* Task details
Apart from the pictures, every entry should be reproduced exactly.

########

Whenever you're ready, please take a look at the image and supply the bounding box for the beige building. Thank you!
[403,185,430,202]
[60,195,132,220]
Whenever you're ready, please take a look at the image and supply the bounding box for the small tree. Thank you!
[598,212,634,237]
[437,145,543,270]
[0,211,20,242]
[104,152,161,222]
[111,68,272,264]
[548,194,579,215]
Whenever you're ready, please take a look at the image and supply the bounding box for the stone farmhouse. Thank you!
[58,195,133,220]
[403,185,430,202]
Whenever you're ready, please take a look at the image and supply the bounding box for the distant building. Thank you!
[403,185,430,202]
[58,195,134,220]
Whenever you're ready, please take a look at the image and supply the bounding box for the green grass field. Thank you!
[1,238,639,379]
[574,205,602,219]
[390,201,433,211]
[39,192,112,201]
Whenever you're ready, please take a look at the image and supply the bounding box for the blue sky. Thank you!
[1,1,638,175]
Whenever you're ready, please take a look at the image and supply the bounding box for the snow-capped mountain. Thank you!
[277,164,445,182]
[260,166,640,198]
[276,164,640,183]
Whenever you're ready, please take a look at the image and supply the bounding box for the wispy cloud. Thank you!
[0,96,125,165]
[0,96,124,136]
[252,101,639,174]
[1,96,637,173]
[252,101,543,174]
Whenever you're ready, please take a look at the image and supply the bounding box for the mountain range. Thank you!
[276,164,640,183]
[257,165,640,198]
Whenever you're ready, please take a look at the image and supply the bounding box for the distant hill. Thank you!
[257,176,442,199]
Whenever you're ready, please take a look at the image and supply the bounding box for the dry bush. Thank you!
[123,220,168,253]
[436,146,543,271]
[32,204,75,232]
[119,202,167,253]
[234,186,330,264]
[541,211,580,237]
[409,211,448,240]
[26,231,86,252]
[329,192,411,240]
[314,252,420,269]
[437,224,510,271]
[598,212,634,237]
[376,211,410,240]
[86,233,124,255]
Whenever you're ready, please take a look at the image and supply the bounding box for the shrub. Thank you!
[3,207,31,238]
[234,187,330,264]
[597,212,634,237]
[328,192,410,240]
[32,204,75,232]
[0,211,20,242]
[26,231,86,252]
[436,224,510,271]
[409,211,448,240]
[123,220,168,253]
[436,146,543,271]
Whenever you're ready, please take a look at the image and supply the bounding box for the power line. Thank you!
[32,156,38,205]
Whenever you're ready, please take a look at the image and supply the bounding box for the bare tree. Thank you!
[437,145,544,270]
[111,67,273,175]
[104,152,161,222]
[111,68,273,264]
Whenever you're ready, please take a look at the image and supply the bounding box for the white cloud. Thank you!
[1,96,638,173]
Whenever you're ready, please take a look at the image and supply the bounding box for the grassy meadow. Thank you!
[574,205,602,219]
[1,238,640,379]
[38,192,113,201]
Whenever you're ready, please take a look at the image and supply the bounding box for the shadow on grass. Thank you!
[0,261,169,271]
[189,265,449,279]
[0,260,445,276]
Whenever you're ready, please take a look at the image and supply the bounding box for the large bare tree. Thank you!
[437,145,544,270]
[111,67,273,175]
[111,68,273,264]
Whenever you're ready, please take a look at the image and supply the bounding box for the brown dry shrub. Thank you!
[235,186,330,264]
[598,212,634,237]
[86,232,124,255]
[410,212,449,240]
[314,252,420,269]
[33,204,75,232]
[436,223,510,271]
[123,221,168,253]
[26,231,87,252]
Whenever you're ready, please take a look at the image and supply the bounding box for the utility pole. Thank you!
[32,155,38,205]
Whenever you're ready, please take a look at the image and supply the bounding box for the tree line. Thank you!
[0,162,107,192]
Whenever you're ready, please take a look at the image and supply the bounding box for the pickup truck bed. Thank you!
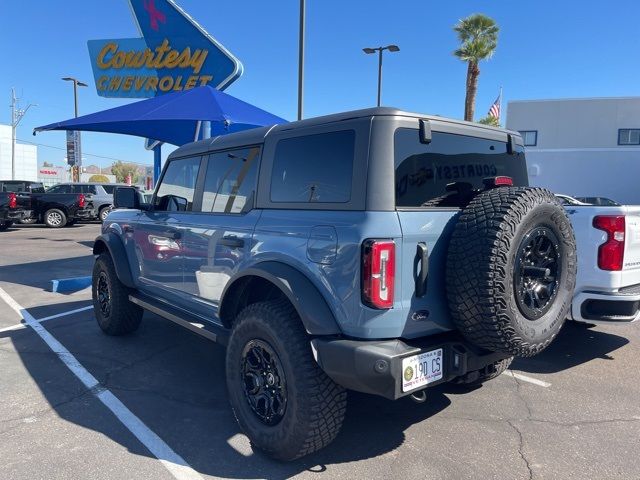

########

* Answer area
Whenever you're ready, please take a look at the image and supply the bounding box for the beige building. Thank you!
[403,185,430,202]
[60,195,132,220]
Whenever you're ready, please take a look at the image and supply the bounding box for the small tree. Thank you!
[598,212,634,237]
[437,145,543,270]
[0,211,20,242]
[104,152,161,222]
[111,68,272,264]
[548,194,579,215]
Whenever you're ready, please take a look at the image and supply the bounding box for the stone farmhouse. Thank you!
[58,195,133,220]
[403,185,430,202]
Whenever you're ready, please take a look at the image and supply the bounding box for the distant building. Thank you!
[403,185,430,202]
[58,195,134,220]
Whenever you're ready, please take a look at the image and supply the bounding box for the green grass field. Thank you!
[1,238,639,379]
[574,205,602,219]
[390,201,433,211]
[39,192,112,201]
Whenever you're ready, please take a look at the image and supply the bounding box for the blue sky. Thank you!
[1,1,638,175]
Whenever you're ready, please take a look at the image and supply the bounding box for the snow-capped mountain. Thank you!
[277,164,445,182]
[260,166,640,198]
[276,164,640,183]
Whenever you're ready, please take a look at the image and supply the bounding box for the wispy cloud. Thank you!
[0,96,125,165]
[0,96,124,136]
[252,101,639,174]
[1,96,637,173]
[252,101,543,174]
Whenever you're ready, please take a look at the image and supply the bounding box for the mountain range. Thank you!
[276,164,640,183]
[257,165,640,198]
Whenever you're ready, please take a look at the image and supply the bounding box for the distant hill. Thank you!
[257,176,442,199]
Whenever you're ready, please take a look at the image and supply the bounding box for the dry bush. Thank you!
[123,220,168,253]
[436,146,543,271]
[32,204,75,232]
[119,202,167,253]
[234,186,330,264]
[541,211,580,237]
[409,211,448,240]
[26,231,86,252]
[329,192,411,240]
[314,252,420,269]
[437,224,510,271]
[598,212,634,237]
[376,211,410,240]
[86,233,124,255]
Whenever you're ready, please take a look at the image and supply the bounding box for the shrub. Thank you!
[3,207,31,238]
[234,187,330,264]
[597,212,634,237]
[328,192,410,240]
[32,204,75,232]
[0,211,20,242]
[26,231,86,252]
[436,224,510,271]
[409,211,448,240]
[123,220,168,253]
[436,146,543,271]
Whenever you're ready, please take a look at the image and supply the bounding box for the power line. Thank you!
[32,156,38,205]
Whenever you're ready, please take a look at the image and supply the bounding box for the bare tree. Thank you!
[437,145,544,270]
[111,67,273,175]
[104,152,161,222]
[111,68,273,264]
Whenever you're ready, please take a look at the image and supply the bounding box for the white cloud. Thank you!
[1,96,638,173]
Whenever you're ready, please take a look at the image and supply the bounding box for the grassy meadow. Thank you!
[574,205,602,219]
[1,238,640,379]
[38,192,113,201]
Whenever you're ready, please take a look at the image and supply the bounding box for the shadow on grass. Thank you!
[0,261,169,271]
[189,265,449,279]
[0,260,445,276]
Whenever you're ready, please take a look at the image and supply the bounding box for the large bare tree. Thank you!
[437,145,544,270]
[111,67,273,175]
[111,68,273,264]
Whenever you're ready, please take a look at the image and supply the bounding box for the brown dry shrub. Thank you!
[235,186,330,264]
[598,212,634,237]
[86,232,124,255]
[410,212,449,240]
[314,252,420,269]
[33,204,75,232]
[436,223,510,271]
[123,221,168,253]
[26,231,87,252]
Whenever you're ready, please take a look at the image and supply the bounding box for the utility pole. Thank you!
[32,155,38,205]
Whenever you're ready, please take a look at the image and supply the bounding box for the tree line. Thank you!
[0,162,107,192]
Whenever you're ready, please take a look at the image and supply the bounding box for the pickup truck bed. Thank you!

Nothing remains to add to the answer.